## Yazılı Alıştırma 1
Aşağıdaki kayıtlarda "shore" dizgesini içeren her satırı hiç değiştirmeden ayıkla.

## Verilen Metin

_ _ _ _ _ _ _

Onun eserleri çok sayıda biyografik unsur içermektedir. Cohen bu durumu almış olduğu eğitimle meşrulaştırmaktadır ama aynı yerde “bir inanç yönünde eğitim almış olmak, ona inanmak için yeterli bir neden değildir’’ demekten de geri durmamıştır (a.g.e.: 12). Çok genç yaştan itibaren Marx’ın eserleriyle, 1966 yılında McGill Üniversitesindeki misafir öğretim üyeliğinden itibaren de Marx’ın tarih kavramıyla ilgilenmeye başladı. Cohen’in çalışmaları tarihsel materyalizm (1978: 1988) ve politika felsefesi çevresinde(1995: 1999) dönmektedir: “1975 yılında, tarihsel materyalizm üzerine yazdığım kitabımı bitireceğim sırada, genel politika felsefesiyle ilgilenmeye karar verdim” (1995: 4-5). Onun çalışmaları, Karl Marx’ın Tarih Teorisi: Bir Savunma adlı kitabından itibaren dönüşen bir araştırma programını oluşturuyor. Cohen’in özel parkuru, Marksist çalışmalar içinde ona farklı bir yer kazandırmaktadır. Cohen’in Karl Marx’ın Tarih Teorisi adlı çalışması, “Marksist felsefe alanında İngilizce’de yazılmış en önemli eser” olarak algılandı (Callinicos, 2002: 8); bu eser aynı zamanda Cohen’e, “Anglofon dünyada çalışan Marksist felsefecilerin öncülüğünü de kazandırdı” (Lock, 1998: 515). Buna rağmen Cohen Avrupa’da az bilinmektedir. Eserleri ne Fransızca ne de Almanca’ya çevrildi.

Bu makalede Cohen’in eserleri dinamik evrimi içinde ele alınacaktır: Cohen, önce tarihsel materyalizmin orijinal bir savunmasını oluşturdu (I), ardından bu çalışmasını yanlışladı (II), sonra da entelektüel önceliklerini normatif politika felsefesine yönlendirdi (III).

I. Tarihsel Materyalizmin Orijinal Bir Savunması

Başlığında belirttiği gibi, Karl Marx’ın Tarih Teorisi: Bir Savunma çalışmasının konusu tarihsel materyalizmin savunusudur. Ancak “bu kitabın tezleri, ne emek-değer teorilerinin önsel kabulünü ne de onların sonuçsal doğrulamalarını içermektedir” (1978: 353). Cohen daha sonra, kitabı yazdığı dönemde Marksizmin sadece tarihsel materyalizm bölümüne inandığını da belirtecekti (1995: 1). Onun savunması analitik bir temel üzerinde yükselmekte (I.1) ve işlevsel açıklamaya dayanmaktadır (I.2). Ve bu savunma analitik Marksizmin öncüsü oldu (I.3)

_ _ _ _ _ _ _

## Malzeme

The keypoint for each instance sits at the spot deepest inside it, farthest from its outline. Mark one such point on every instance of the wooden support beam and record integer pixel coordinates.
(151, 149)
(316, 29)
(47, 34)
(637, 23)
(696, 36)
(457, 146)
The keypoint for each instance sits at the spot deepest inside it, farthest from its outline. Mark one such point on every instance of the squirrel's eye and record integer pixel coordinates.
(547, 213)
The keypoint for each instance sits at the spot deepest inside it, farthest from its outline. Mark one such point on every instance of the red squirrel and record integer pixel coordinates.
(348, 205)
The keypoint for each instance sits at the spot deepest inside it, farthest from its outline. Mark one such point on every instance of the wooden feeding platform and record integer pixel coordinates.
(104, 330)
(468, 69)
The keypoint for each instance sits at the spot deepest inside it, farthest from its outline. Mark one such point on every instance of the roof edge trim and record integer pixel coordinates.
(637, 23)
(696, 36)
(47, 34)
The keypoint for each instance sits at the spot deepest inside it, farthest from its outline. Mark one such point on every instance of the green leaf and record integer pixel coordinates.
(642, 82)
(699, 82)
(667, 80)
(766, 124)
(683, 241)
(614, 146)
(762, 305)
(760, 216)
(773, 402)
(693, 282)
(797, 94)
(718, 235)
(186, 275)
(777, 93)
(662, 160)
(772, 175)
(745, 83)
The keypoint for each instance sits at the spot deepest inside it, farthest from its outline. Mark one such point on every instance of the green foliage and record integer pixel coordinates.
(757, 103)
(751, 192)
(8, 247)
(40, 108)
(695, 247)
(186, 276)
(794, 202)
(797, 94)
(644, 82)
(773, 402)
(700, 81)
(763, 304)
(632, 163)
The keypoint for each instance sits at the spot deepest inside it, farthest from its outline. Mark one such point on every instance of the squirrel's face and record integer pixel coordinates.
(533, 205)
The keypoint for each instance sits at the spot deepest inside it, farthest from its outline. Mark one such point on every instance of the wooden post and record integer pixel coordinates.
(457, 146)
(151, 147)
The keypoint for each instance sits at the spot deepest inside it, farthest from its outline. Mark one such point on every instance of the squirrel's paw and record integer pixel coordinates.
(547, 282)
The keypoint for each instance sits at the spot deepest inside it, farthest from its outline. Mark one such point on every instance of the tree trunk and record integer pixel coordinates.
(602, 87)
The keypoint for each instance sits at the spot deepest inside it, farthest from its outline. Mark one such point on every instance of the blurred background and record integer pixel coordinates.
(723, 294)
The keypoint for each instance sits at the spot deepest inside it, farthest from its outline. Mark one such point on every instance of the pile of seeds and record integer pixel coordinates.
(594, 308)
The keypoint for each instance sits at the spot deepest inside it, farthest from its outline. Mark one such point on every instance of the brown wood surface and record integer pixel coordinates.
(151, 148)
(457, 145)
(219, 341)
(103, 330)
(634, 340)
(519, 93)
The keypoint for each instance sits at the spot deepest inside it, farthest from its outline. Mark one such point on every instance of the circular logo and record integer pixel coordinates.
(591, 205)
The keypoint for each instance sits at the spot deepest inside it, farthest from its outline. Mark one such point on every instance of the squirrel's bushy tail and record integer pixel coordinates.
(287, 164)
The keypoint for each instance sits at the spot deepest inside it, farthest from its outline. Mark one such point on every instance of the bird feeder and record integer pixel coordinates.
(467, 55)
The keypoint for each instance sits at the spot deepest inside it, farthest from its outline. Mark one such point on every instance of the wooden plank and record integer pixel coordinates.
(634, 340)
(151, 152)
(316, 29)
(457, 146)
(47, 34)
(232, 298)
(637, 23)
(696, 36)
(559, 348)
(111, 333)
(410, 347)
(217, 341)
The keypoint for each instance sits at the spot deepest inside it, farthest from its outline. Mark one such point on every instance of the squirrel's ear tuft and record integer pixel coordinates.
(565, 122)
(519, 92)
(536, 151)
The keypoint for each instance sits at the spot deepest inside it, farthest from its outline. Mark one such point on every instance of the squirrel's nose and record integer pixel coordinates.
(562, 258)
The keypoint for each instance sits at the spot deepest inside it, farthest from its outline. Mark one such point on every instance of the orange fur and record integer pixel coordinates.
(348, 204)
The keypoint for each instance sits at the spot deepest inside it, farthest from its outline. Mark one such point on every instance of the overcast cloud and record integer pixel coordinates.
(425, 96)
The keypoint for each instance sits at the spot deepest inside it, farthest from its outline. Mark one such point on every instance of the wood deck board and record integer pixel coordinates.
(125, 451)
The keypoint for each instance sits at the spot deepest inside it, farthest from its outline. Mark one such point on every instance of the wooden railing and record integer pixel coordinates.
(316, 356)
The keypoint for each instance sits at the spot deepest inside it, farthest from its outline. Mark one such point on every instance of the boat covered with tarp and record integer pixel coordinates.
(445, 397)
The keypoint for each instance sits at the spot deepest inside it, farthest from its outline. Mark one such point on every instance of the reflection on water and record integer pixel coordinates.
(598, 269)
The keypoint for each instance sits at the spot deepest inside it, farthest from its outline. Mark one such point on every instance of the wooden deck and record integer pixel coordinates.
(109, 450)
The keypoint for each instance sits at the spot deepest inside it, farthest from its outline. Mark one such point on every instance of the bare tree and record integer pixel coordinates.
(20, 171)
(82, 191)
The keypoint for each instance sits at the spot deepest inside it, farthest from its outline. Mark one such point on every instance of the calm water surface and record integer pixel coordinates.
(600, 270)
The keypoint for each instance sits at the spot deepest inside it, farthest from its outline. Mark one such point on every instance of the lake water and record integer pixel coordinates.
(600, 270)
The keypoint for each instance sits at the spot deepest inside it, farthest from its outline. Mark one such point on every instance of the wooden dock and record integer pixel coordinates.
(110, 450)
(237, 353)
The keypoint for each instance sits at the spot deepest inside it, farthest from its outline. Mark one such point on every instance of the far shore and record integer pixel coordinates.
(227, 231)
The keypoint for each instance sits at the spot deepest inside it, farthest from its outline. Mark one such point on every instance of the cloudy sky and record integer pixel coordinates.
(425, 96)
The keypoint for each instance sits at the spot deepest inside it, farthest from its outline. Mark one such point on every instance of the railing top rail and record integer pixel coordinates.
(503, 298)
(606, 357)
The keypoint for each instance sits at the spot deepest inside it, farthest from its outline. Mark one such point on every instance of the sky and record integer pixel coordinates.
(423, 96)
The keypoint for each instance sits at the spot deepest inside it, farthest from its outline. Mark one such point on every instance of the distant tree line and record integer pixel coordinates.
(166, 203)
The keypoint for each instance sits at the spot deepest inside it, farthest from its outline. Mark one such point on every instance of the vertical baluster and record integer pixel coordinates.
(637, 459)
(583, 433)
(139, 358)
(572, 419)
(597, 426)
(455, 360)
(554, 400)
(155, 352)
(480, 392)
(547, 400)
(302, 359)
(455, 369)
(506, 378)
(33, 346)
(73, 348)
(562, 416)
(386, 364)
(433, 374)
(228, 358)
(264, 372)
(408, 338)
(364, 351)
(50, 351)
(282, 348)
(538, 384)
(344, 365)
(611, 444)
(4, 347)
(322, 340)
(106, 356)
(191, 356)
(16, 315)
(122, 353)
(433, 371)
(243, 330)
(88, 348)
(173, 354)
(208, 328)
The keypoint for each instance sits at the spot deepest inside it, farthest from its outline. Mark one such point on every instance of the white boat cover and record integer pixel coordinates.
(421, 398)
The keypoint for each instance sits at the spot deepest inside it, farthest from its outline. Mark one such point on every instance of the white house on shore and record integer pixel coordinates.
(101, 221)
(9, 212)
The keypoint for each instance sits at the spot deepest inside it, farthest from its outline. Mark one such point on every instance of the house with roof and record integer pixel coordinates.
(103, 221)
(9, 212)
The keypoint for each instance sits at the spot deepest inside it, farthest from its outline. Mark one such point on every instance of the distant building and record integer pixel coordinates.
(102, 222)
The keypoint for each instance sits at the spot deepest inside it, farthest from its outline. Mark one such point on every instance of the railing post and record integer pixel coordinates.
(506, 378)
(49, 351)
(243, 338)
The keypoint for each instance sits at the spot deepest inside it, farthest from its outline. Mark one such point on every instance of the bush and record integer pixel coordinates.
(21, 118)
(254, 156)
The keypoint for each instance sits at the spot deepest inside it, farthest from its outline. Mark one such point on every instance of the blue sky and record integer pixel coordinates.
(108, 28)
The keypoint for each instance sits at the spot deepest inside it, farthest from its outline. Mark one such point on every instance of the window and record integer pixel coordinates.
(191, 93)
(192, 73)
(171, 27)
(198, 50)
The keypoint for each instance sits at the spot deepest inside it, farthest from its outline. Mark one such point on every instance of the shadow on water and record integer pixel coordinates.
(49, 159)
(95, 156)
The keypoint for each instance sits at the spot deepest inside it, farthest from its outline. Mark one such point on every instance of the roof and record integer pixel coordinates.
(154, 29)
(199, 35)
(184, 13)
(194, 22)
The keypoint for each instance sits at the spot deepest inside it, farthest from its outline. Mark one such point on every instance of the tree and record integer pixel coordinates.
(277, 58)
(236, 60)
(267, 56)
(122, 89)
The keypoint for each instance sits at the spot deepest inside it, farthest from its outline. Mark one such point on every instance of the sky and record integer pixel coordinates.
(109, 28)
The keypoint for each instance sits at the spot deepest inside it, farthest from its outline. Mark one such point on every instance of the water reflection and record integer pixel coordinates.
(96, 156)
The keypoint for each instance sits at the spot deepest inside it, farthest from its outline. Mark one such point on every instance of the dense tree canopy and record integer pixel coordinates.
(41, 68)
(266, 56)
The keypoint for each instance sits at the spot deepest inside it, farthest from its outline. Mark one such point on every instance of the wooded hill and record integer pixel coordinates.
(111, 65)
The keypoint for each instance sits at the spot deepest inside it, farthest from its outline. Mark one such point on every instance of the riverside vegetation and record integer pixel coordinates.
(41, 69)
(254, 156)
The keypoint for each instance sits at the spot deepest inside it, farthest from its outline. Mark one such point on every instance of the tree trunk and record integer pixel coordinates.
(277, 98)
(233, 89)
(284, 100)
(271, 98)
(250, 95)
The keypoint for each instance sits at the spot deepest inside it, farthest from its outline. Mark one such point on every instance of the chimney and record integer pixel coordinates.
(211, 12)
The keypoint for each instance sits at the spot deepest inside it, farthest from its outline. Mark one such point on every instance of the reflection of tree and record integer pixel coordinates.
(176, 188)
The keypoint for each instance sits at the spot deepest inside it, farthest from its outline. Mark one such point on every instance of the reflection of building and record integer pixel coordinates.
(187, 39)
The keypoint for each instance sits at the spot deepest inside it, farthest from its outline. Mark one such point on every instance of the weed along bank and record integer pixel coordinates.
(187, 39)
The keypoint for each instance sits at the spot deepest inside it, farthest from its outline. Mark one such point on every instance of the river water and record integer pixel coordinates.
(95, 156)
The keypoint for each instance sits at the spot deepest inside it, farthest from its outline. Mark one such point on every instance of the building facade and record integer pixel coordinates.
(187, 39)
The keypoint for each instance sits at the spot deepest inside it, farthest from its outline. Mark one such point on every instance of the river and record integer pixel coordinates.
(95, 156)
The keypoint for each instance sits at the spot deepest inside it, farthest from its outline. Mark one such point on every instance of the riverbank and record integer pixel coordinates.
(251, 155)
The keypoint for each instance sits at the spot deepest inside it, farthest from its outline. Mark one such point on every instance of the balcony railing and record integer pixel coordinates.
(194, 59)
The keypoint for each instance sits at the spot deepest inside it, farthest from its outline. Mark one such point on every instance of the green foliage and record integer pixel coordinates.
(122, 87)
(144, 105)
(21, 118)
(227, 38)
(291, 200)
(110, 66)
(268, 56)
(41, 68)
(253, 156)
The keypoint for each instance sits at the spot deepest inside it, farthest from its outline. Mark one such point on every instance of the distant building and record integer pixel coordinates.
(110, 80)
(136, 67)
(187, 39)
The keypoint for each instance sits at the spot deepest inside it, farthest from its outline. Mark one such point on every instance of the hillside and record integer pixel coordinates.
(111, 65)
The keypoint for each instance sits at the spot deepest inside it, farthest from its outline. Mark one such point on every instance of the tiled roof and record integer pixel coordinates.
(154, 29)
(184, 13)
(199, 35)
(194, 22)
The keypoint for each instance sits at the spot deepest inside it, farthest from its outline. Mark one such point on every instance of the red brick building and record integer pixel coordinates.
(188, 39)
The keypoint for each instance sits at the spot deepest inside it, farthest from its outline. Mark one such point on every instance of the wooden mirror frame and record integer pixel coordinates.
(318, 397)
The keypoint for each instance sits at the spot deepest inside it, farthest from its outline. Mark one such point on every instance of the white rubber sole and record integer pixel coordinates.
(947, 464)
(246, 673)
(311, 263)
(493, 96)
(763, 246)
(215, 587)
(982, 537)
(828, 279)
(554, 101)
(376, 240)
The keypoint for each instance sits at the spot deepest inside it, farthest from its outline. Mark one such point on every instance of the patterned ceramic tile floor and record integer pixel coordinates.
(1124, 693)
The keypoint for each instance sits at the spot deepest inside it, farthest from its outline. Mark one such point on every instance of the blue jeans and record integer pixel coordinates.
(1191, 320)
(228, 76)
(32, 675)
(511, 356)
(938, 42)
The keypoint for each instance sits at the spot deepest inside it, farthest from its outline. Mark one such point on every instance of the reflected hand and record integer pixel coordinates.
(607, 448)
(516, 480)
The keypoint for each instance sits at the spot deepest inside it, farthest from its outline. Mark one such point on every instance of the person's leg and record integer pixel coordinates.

_ _ _ _ _ _ _

## Yazılı Alıştırma 2
Cohen'in çalışmalarını ele alan yukarıdaki metinde "Bu makalede Cohen’in" sözcükleriyle açılıp "felsefesine yönlendirdi (III)." sözcükleriyle kapanan bölümü birebir kopyala.

## Tam Çıktı 1
The keypoint for each instance sits at the spot deepest inside it, farthest from its outline. Mark one such point on every instance of the far shore and record integer pixel coordinates.
The keypoint for each instance sits at the spot deepest inside it, farthest from its outline. Mark one such point on every instance of the white house on shore and record integer pixel coordinates.

## Tam Çıktı 2
Bu makalede Cohen’in eserleri dinamik evrimi içinde ele alınacaktır: Cohen, önce tarihsel materyalizmin orijinal bir savunmasını oluşturdu (I), ardından bu çalışmasını yanlışladı (II), sonra da entelektüel önceliklerini normatif politika felsefesine yönlendirdi (III).